TASK REQUIREMENTS: Transcribe only the last portion of the material: exactly the lines from the one with "point: boy in" through the end, inclusive.

******************************

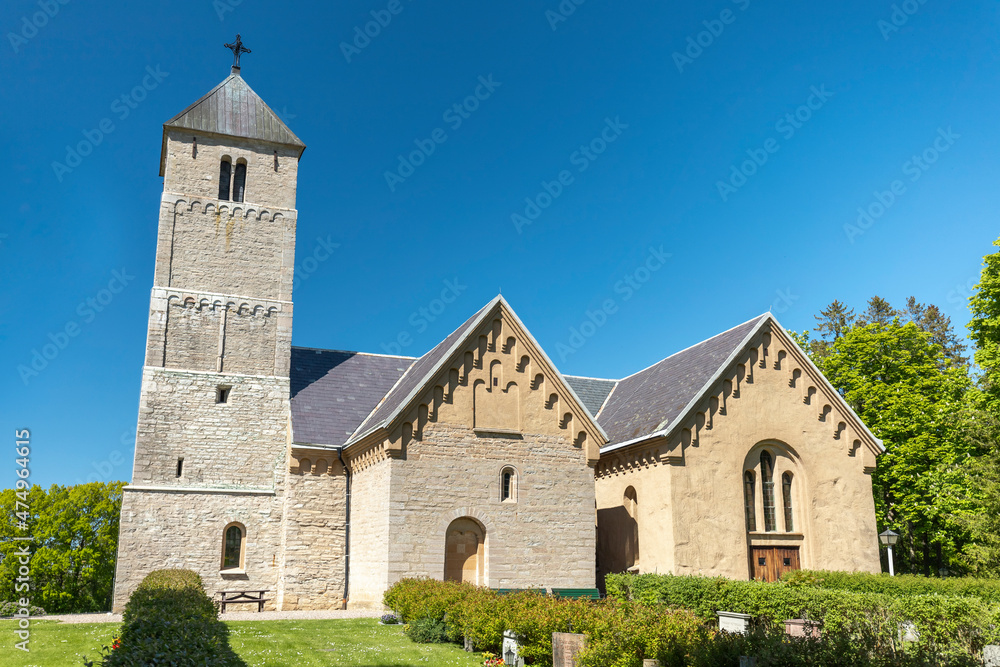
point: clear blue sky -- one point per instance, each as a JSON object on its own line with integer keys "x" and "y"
{"x": 881, "y": 93}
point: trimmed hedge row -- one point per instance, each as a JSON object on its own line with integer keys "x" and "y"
{"x": 169, "y": 620}
{"x": 620, "y": 634}
{"x": 949, "y": 626}
{"x": 987, "y": 590}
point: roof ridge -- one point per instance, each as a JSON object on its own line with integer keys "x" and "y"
{"x": 721, "y": 333}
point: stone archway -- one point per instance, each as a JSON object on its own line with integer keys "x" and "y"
{"x": 465, "y": 552}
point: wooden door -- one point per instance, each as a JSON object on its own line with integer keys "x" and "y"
{"x": 769, "y": 563}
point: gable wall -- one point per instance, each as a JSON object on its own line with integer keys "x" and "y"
{"x": 450, "y": 450}
{"x": 833, "y": 505}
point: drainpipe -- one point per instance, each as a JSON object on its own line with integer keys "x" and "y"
{"x": 347, "y": 525}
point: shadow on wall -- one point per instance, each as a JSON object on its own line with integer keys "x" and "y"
{"x": 617, "y": 543}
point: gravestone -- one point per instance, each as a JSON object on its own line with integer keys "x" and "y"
{"x": 801, "y": 627}
{"x": 565, "y": 647}
{"x": 511, "y": 643}
{"x": 732, "y": 622}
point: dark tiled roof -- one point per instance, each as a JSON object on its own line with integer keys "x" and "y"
{"x": 648, "y": 401}
{"x": 419, "y": 371}
{"x": 592, "y": 391}
{"x": 232, "y": 108}
{"x": 332, "y": 391}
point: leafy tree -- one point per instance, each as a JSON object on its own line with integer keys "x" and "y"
{"x": 984, "y": 328}
{"x": 74, "y": 534}
{"x": 879, "y": 311}
{"x": 895, "y": 377}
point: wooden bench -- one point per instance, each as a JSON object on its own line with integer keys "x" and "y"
{"x": 577, "y": 593}
{"x": 242, "y": 597}
{"x": 508, "y": 591}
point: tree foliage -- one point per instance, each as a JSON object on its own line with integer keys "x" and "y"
{"x": 74, "y": 533}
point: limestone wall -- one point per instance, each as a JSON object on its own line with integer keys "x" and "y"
{"x": 370, "y": 534}
{"x": 240, "y": 443}
{"x": 769, "y": 398}
{"x": 185, "y": 530}
{"x": 314, "y": 546}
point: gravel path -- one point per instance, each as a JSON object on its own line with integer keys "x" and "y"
{"x": 229, "y": 616}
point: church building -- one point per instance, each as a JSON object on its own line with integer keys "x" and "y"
{"x": 323, "y": 476}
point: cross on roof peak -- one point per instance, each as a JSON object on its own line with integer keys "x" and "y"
{"x": 238, "y": 49}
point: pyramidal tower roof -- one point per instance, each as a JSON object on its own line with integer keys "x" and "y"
{"x": 233, "y": 109}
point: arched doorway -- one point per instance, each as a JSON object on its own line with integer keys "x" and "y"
{"x": 465, "y": 552}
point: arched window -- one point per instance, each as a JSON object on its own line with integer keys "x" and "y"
{"x": 786, "y": 497}
{"x": 225, "y": 174}
{"x": 767, "y": 488}
{"x": 508, "y": 484}
{"x": 233, "y": 543}
{"x": 748, "y": 501}
{"x": 239, "y": 180}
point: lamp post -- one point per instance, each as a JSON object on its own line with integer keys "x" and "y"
{"x": 888, "y": 539}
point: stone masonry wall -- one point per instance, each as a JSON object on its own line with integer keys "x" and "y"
{"x": 240, "y": 443}
{"x": 315, "y": 532}
{"x": 185, "y": 530}
{"x": 369, "y": 535}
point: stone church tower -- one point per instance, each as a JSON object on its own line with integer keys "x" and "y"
{"x": 213, "y": 429}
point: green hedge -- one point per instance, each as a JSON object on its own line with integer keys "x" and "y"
{"x": 987, "y": 590}
{"x": 948, "y": 625}
{"x": 620, "y": 634}
{"x": 169, "y": 620}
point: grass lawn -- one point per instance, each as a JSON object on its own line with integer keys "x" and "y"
{"x": 359, "y": 642}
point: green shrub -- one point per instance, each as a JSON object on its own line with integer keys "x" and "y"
{"x": 427, "y": 631}
{"x": 948, "y": 626}
{"x": 901, "y": 585}
{"x": 169, "y": 620}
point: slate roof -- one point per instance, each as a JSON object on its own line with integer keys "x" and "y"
{"x": 592, "y": 391}
{"x": 419, "y": 370}
{"x": 649, "y": 400}
{"x": 333, "y": 391}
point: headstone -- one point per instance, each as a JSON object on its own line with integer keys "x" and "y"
{"x": 733, "y": 622}
{"x": 566, "y": 646}
{"x": 511, "y": 643}
{"x": 908, "y": 632}
{"x": 801, "y": 627}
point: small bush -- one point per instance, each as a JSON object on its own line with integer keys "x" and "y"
{"x": 8, "y": 609}
{"x": 169, "y": 620}
{"x": 427, "y": 631}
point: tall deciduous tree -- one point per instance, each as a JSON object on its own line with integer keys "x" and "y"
{"x": 74, "y": 533}
{"x": 895, "y": 378}
{"x": 984, "y": 327}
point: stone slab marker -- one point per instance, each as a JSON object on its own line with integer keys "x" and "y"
{"x": 566, "y": 647}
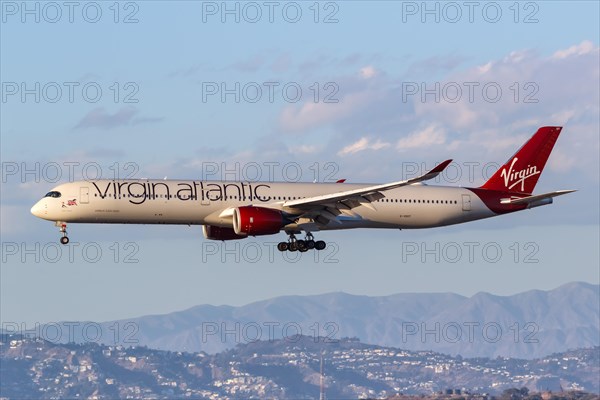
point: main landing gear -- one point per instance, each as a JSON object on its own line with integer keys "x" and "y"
{"x": 300, "y": 245}
{"x": 63, "y": 229}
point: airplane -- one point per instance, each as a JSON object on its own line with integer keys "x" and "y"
{"x": 237, "y": 210}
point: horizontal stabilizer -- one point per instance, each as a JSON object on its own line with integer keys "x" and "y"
{"x": 538, "y": 199}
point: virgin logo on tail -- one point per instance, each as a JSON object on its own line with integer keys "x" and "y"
{"x": 515, "y": 177}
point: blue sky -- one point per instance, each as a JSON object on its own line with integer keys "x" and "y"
{"x": 357, "y": 117}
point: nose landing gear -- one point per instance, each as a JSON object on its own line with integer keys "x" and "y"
{"x": 63, "y": 229}
{"x": 300, "y": 245}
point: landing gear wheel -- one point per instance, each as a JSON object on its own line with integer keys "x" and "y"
{"x": 63, "y": 230}
{"x": 282, "y": 246}
{"x": 320, "y": 245}
{"x": 301, "y": 245}
{"x": 293, "y": 246}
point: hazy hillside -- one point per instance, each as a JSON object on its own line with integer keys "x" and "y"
{"x": 526, "y": 325}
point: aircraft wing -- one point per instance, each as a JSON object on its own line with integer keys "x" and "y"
{"x": 327, "y": 207}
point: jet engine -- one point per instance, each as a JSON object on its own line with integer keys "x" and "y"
{"x": 255, "y": 221}
{"x": 219, "y": 233}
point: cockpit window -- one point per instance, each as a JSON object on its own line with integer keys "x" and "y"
{"x": 53, "y": 194}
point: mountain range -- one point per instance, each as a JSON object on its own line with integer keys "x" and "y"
{"x": 527, "y": 325}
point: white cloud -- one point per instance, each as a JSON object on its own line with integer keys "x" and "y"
{"x": 363, "y": 144}
{"x": 430, "y": 136}
{"x": 368, "y": 72}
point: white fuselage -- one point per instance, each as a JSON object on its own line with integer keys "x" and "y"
{"x": 201, "y": 202}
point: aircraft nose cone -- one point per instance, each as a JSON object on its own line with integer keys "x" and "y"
{"x": 38, "y": 209}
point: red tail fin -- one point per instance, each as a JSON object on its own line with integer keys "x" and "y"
{"x": 522, "y": 171}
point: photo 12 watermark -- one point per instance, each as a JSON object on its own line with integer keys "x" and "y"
{"x": 72, "y": 253}
{"x": 270, "y": 12}
{"x": 53, "y": 92}
{"x": 114, "y": 333}
{"x": 470, "y": 91}
{"x": 66, "y": 171}
{"x": 468, "y": 331}
{"x": 490, "y": 252}
{"x": 269, "y": 92}
{"x": 248, "y": 332}
{"x": 471, "y": 12}
{"x": 70, "y": 12}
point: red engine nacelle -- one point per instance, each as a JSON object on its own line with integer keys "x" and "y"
{"x": 249, "y": 220}
{"x": 218, "y": 233}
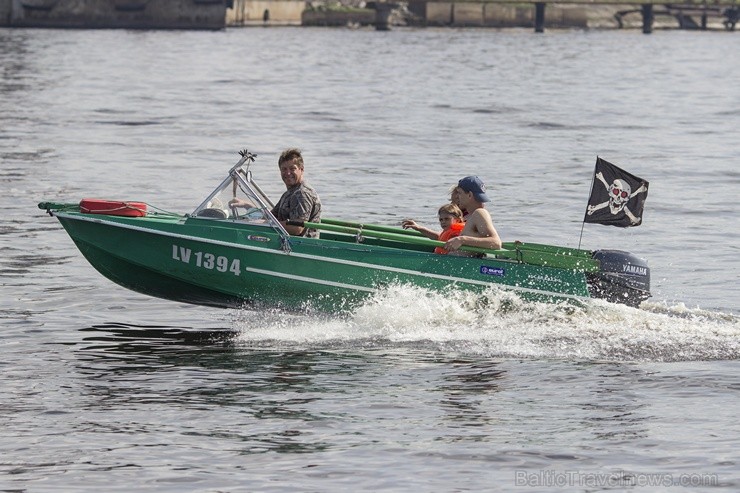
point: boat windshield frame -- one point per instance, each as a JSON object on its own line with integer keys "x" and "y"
{"x": 240, "y": 182}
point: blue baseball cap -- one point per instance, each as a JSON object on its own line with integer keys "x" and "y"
{"x": 475, "y": 185}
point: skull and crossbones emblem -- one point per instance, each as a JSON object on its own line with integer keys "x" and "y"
{"x": 620, "y": 193}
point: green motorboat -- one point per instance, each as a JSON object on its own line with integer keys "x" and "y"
{"x": 221, "y": 256}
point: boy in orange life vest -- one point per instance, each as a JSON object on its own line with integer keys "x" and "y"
{"x": 450, "y": 218}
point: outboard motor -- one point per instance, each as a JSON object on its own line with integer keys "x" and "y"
{"x": 623, "y": 278}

******************************

ANSWER SPACE:
point: boy in orange life vest -- one point per instance, each as a JSON object on its own line with integer keys "x" and "y"
{"x": 450, "y": 218}
point: outboard motor -- one point per instance, each as a JSON object on its own line with integer keys "x" and "y"
{"x": 623, "y": 278}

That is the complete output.